--- YOUR TASK ---
Repeat the records in full, exactly.
*** Begin section ***
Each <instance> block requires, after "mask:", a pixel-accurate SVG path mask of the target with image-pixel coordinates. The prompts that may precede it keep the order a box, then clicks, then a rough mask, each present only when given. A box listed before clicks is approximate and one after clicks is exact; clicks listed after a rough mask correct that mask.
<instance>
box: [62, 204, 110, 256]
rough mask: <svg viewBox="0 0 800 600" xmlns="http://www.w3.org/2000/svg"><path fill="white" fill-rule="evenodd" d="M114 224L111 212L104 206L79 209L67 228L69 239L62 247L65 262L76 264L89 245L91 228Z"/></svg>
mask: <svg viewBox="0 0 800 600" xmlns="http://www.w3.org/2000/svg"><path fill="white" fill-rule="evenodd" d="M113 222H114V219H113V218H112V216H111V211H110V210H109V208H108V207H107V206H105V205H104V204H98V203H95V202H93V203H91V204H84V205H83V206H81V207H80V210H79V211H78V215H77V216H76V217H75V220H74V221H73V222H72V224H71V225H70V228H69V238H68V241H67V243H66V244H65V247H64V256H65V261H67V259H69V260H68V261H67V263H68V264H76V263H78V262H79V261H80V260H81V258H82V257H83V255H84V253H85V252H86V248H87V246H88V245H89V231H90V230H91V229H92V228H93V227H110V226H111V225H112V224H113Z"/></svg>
*** End section ***
--- EXERCISE SOLUTION ---
Each <instance> block requires, after "mask:", a pixel-accurate SVG path mask of the target with image-pixel coordinates. The prompts that may precede it keep the order a box, then clicks, then a rough mask, each present only when given. A box listed before clicks is approximate and one after clicks is exact; clicks listed after a rough mask correct that mask.
<instance>
box: [62, 204, 110, 256]
rough mask: <svg viewBox="0 0 800 600" xmlns="http://www.w3.org/2000/svg"><path fill="white" fill-rule="evenodd" d="M114 224L111 212L104 206L79 209L67 228L69 239L62 247L65 262L76 264L89 245L91 228Z"/></svg>
mask: <svg viewBox="0 0 800 600" xmlns="http://www.w3.org/2000/svg"><path fill="white" fill-rule="evenodd" d="M113 222H114V219H113V218H112V216H111V211H110V210H109V208H108V207H107V206H105V205H104V204H98V203H95V202H93V203H91V204H84V205H83V206H81V207H80V210H79V211H78V215H77V216H76V217H75V220H74V221H73V222H72V224H71V225H70V228H69V238H68V241H67V243H66V244H65V247H64V256H65V261H67V259H69V260H68V261H67V263H68V264H76V263H78V262H79V261H80V260H81V258H82V257H83V255H84V253H85V252H86V248H87V246H88V245H89V231H90V230H91V229H92V228H93V227H110V226H111V225H112V224H113Z"/></svg>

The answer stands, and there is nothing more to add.